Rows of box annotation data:
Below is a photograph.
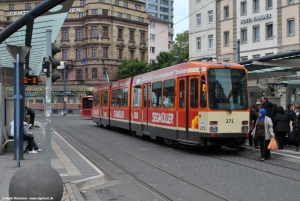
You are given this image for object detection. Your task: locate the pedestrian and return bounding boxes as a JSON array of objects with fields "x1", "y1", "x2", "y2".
[
  {"x1": 290, "y1": 102, "x2": 300, "y2": 152},
  {"x1": 261, "y1": 96, "x2": 273, "y2": 118},
  {"x1": 250, "y1": 101, "x2": 261, "y2": 149},
  {"x1": 274, "y1": 106, "x2": 290, "y2": 149},
  {"x1": 252, "y1": 109, "x2": 274, "y2": 161},
  {"x1": 25, "y1": 106, "x2": 35, "y2": 128}
]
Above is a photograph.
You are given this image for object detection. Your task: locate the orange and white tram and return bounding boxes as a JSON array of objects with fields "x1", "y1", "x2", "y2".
[{"x1": 93, "y1": 61, "x2": 249, "y2": 147}]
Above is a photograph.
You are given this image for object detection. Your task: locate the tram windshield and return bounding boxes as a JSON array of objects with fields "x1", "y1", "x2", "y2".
[{"x1": 207, "y1": 69, "x2": 248, "y2": 111}]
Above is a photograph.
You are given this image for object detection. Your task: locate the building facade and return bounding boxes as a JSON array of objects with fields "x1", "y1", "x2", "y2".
[
  {"x1": 189, "y1": 0, "x2": 217, "y2": 59},
  {"x1": 0, "y1": 0, "x2": 149, "y2": 113},
  {"x1": 146, "y1": 0, "x2": 174, "y2": 49},
  {"x1": 148, "y1": 15, "x2": 170, "y2": 63}
]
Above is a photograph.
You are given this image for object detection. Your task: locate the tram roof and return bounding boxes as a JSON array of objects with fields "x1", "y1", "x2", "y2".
[
  {"x1": 0, "y1": 0, "x2": 74, "y2": 84},
  {"x1": 238, "y1": 49, "x2": 300, "y2": 85}
]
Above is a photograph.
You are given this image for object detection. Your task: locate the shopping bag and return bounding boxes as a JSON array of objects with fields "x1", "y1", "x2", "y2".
[{"x1": 268, "y1": 137, "x2": 278, "y2": 150}]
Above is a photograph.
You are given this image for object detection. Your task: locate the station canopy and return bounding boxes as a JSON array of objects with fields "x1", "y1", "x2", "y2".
[
  {"x1": 0, "y1": 0, "x2": 74, "y2": 83},
  {"x1": 238, "y1": 50, "x2": 300, "y2": 86}
]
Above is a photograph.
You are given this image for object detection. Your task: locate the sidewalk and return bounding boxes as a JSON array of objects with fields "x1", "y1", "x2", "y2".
[{"x1": 0, "y1": 122, "x2": 106, "y2": 201}]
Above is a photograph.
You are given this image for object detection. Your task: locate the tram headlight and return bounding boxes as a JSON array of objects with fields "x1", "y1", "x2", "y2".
[
  {"x1": 242, "y1": 126, "x2": 249, "y2": 133},
  {"x1": 209, "y1": 126, "x2": 218, "y2": 133}
]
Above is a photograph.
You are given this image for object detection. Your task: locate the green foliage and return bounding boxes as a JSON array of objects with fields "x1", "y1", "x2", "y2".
[
  {"x1": 171, "y1": 30, "x2": 189, "y2": 61},
  {"x1": 117, "y1": 58, "x2": 147, "y2": 80},
  {"x1": 148, "y1": 52, "x2": 177, "y2": 71}
]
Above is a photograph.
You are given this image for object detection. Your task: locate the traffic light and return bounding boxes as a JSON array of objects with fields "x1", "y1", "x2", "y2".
[{"x1": 50, "y1": 43, "x2": 61, "y2": 83}]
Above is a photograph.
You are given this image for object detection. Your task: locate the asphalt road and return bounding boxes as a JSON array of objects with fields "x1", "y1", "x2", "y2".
[{"x1": 36, "y1": 115, "x2": 300, "y2": 201}]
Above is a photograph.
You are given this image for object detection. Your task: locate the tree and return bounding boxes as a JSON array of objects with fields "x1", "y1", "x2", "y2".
[
  {"x1": 148, "y1": 52, "x2": 177, "y2": 71},
  {"x1": 171, "y1": 30, "x2": 189, "y2": 61},
  {"x1": 117, "y1": 58, "x2": 147, "y2": 80}
]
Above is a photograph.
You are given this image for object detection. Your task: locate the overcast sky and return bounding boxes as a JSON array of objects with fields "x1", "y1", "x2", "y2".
[{"x1": 173, "y1": 0, "x2": 189, "y2": 40}]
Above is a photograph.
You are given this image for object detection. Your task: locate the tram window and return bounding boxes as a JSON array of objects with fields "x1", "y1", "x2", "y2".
[
  {"x1": 133, "y1": 85, "x2": 142, "y2": 107},
  {"x1": 116, "y1": 89, "x2": 122, "y2": 107},
  {"x1": 110, "y1": 90, "x2": 117, "y2": 107},
  {"x1": 122, "y1": 88, "x2": 128, "y2": 107},
  {"x1": 94, "y1": 93, "x2": 100, "y2": 107},
  {"x1": 152, "y1": 81, "x2": 162, "y2": 107},
  {"x1": 103, "y1": 91, "x2": 108, "y2": 107},
  {"x1": 200, "y1": 76, "x2": 206, "y2": 108},
  {"x1": 163, "y1": 79, "x2": 175, "y2": 107},
  {"x1": 179, "y1": 80, "x2": 185, "y2": 108},
  {"x1": 190, "y1": 78, "x2": 198, "y2": 108}
]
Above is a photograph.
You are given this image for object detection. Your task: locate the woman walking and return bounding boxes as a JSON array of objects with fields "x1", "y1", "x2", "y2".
[
  {"x1": 252, "y1": 109, "x2": 274, "y2": 161},
  {"x1": 274, "y1": 106, "x2": 290, "y2": 149}
]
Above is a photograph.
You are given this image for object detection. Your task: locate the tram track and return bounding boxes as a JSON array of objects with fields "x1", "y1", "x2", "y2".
[{"x1": 52, "y1": 123, "x2": 232, "y2": 201}]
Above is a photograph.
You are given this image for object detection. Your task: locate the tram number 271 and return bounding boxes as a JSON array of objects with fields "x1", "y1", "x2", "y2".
[{"x1": 226, "y1": 119, "x2": 233, "y2": 124}]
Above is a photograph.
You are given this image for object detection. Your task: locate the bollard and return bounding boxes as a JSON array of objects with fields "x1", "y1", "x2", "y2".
[{"x1": 9, "y1": 163, "x2": 63, "y2": 201}]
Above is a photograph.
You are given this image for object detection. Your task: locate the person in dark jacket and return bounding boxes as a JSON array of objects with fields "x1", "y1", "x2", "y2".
[
  {"x1": 273, "y1": 106, "x2": 290, "y2": 149},
  {"x1": 25, "y1": 106, "x2": 35, "y2": 128},
  {"x1": 261, "y1": 96, "x2": 273, "y2": 118}
]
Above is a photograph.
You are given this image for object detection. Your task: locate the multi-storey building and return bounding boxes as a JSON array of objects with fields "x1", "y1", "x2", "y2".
[
  {"x1": 146, "y1": 0, "x2": 174, "y2": 50},
  {"x1": 189, "y1": 0, "x2": 216, "y2": 59},
  {"x1": 0, "y1": 0, "x2": 149, "y2": 113},
  {"x1": 148, "y1": 15, "x2": 170, "y2": 63}
]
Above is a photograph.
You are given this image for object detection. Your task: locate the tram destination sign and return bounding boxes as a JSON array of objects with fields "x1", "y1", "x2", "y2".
[{"x1": 241, "y1": 13, "x2": 272, "y2": 24}]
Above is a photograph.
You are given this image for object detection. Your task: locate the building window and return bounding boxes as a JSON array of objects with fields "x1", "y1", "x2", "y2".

Exercise instructions:
Retype everything in the material word for word, minus pictures.

Task result:
Below is a photograph.
You are given this image for object detection. Your task: locate the pedestrian and return bounding boxes as a JSON array of objects with fields "x1", "y1", "x2", "y2".
[
  {"x1": 290, "y1": 102, "x2": 300, "y2": 152},
  {"x1": 261, "y1": 96, "x2": 273, "y2": 118},
  {"x1": 250, "y1": 101, "x2": 261, "y2": 149},
  {"x1": 274, "y1": 106, "x2": 290, "y2": 149},
  {"x1": 252, "y1": 109, "x2": 274, "y2": 161},
  {"x1": 25, "y1": 106, "x2": 35, "y2": 128}
]
Above is a photograph.
You are given this image for object detection. Your task: locate the orange and white tram and return bounding boxes as a JSON array of objects with fields "x1", "y1", "x2", "y2".
[{"x1": 93, "y1": 61, "x2": 249, "y2": 147}]
Above is a photograph.
You are given this image for object detection. Your task: locate the tram windshield and return bounding boxes as a JSON array of objects with fields "x1", "y1", "x2", "y2".
[{"x1": 207, "y1": 69, "x2": 248, "y2": 111}]
Above is a photograph.
You are given this image for object detection. Your task: locate the building facade and return bounding boxes as a JSON array of objects with fields "x1", "y1", "x2", "y2".
[
  {"x1": 189, "y1": 0, "x2": 217, "y2": 59},
  {"x1": 0, "y1": 0, "x2": 149, "y2": 113},
  {"x1": 146, "y1": 0, "x2": 174, "y2": 49},
  {"x1": 148, "y1": 15, "x2": 170, "y2": 63}
]
Above is a photograph.
You are given this image for object detection. Your task: locate the tram roof and return bounding boxes as a JSON array of objects with fields "x1", "y1", "x2", "y2".
[
  {"x1": 0, "y1": 0, "x2": 74, "y2": 84},
  {"x1": 238, "y1": 49, "x2": 300, "y2": 85}
]
Above is a photograph.
You are given this image for object detection. Your task: locate the shopping bag and return bounding boxes as a JSON array of objects with fields "x1", "y1", "x2", "y2".
[{"x1": 268, "y1": 137, "x2": 278, "y2": 150}]
Above is a photograph.
You are given this image for object detection. Your task: locate the station canopy and return bounding boxes as a JSON array of objects with fields "x1", "y1", "x2", "y2".
[
  {"x1": 0, "y1": 0, "x2": 74, "y2": 83},
  {"x1": 238, "y1": 50, "x2": 300, "y2": 86}
]
Above is a photograph.
You are given this image for object detection. Your task: locate the sidewalk and return bounding boxes as a JSON array of objects with fields "x1", "y1", "x2", "y2".
[{"x1": 0, "y1": 122, "x2": 106, "y2": 201}]
Above is a photograph.
You are given this image for object detection. Your task: locate the tram headlight and return bounding boxes as a JSON array of objects with fields "x1", "y1", "x2", "y2".
[
  {"x1": 242, "y1": 126, "x2": 249, "y2": 133},
  {"x1": 209, "y1": 126, "x2": 218, "y2": 133}
]
Above is a photograph.
You are given this image for object detection. Your task: locate the green foliage and return bounding boxes as a JSON array of objects with fields "x1", "y1", "x2", "y2".
[
  {"x1": 171, "y1": 30, "x2": 189, "y2": 61},
  {"x1": 117, "y1": 58, "x2": 147, "y2": 80},
  {"x1": 148, "y1": 52, "x2": 177, "y2": 71}
]
Above is a photograph.
You are given this image for object detection. Your task: locate the traffic light and return bounding boxes as a JSON array of objects with fields "x1", "y1", "x2", "y2".
[{"x1": 50, "y1": 43, "x2": 61, "y2": 83}]
Above is a photograph.
You are given this image for object detection. Your task: locate the asphalt road and return bounding boxes as a JSON array of objects with fields "x1", "y1", "x2", "y2".
[{"x1": 36, "y1": 115, "x2": 300, "y2": 201}]
Above is a photograph.
You are given this image for object detection. Your task: locate the tree and return bounding boxes as a JSON array of objects with fields "x1", "y1", "x2", "y2".
[
  {"x1": 148, "y1": 52, "x2": 177, "y2": 71},
  {"x1": 171, "y1": 30, "x2": 189, "y2": 61},
  {"x1": 117, "y1": 58, "x2": 147, "y2": 80}
]
Above is a photograph.
You are given this image for object detection. Your task: locate the overcast sky and return bounding boxes as a JSON array of objects with fields "x1", "y1", "x2", "y2".
[{"x1": 173, "y1": 0, "x2": 189, "y2": 40}]
Above is a photograph.
You are given this image for object detection. Your task: locate the tram window and return bounding boxes as a JSON array of objects with fields "x1", "y1", "x2", "y2".
[
  {"x1": 133, "y1": 85, "x2": 142, "y2": 107},
  {"x1": 116, "y1": 89, "x2": 122, "y2": 107},
  {"x1": 110, "y1": 90, "x2": 117, "y2": 107},
  {"x1": 122, "y1": 88, "x2": 128, "y2": 107},
  {"x1": 94, "y1": 93, "x2": 100, "y2": 107},
  {"x1": 152, "y1": 81, "x2": 162, "y2": 107},
  {"x1": 103, "y1": 91, "x2": 108, "y2": 107},
  {"x1": 200, "y1": 76, "x2": 206, "y2": 108},
  {"x1": 163, "y1": 79, "x2": 175, "y2": 107},
  {"x1": 179, "y1": 80, "x2": 185, "y2": 108},
  {"x1": 190, "y1": 78, "x2": 198, "y2": 108}
]
Above is a photograph.
You are given this image for object detection. Your task: locate the woman walking and return bounding boxes as a JSON array of objects with fields "x1", "y1", "x2", "y2".
[
  {"x1": 252, "y1": 109, "x2": 274, "y2": 161},
  {"x1": 274, "y1": 106, "x2": 290, "y2": 149}
]
Above is a photograph.
You are given this image for object detection. Your task: locate the tram track and return bounding boxes as a JSON array of objects with fields "x1", "y1", "x2", "y2".
[{"x1": 52, "y1": 123, "x2": 232, "y2": 201}]
Above is a photograph.
You are given this image for object detection. Your task: locate the tram number 271 and return bounding boxes as a JSON array of objects with fields "x1", "y1", "x2", "y2".
[{"x1": 226, "y1": 119, "x2": 233, "y2": 124}]
Above is a photograph.
You are given this image for object detection. Your task: locate the bollard and return bounding boxes as a JSON array of objects with fields "x1", "y1", "x2", "y2".
[{"x1": 9, "y1": 163, "x2": 63, "y2": 201}]
Above is a photograph.
You are given this image for object detection. Your task: locate the person in dark jacket and return bounding boxes as a JSON array of objects with fields "x1", "y1", "x2", "y2".
[
  {"x1": 273, "y1": 106, "x2": 290, "y2": 149},
  {"x1": 25, "y1": 106, "x2": 35, "y2": 128},
  {"x1": 261, "y1": 96, "x2": 273, "y2": 118}
]
Above is a photograph.
You are given this image for object detection. Your task: locate the multi-storey building and return bounding boxes as a JSON array of objects with fields "x1", "y1", "x2", "y2".
[
  {"x1": 146, "y1": 0, "x2": 174, "y2": 50},
  {"x1": 189, "y1": 0, "x2": 216, "y2": 59},
  {"x1": 0, "y1": 0, "x2": 149, "y2": 113},
  {"x1": 148, "y1": 15, "x2": 170, "y2": 63}
]
Above is a photograph.
You are given this image for object detection. Your task: locate the tram destination sign and return bounding boxes as a JSON array of objects with fields "x1", "y1", "x2", "y2".
[{"x1": 241, "y1": 13, "x2": 272, "y2": 24}]
Above is a photograph.
You are given this image for object detection. Your task: locate the building window and return bounding boxes as a JSON array of objects with fields "x1", "y1", "x2", "y2".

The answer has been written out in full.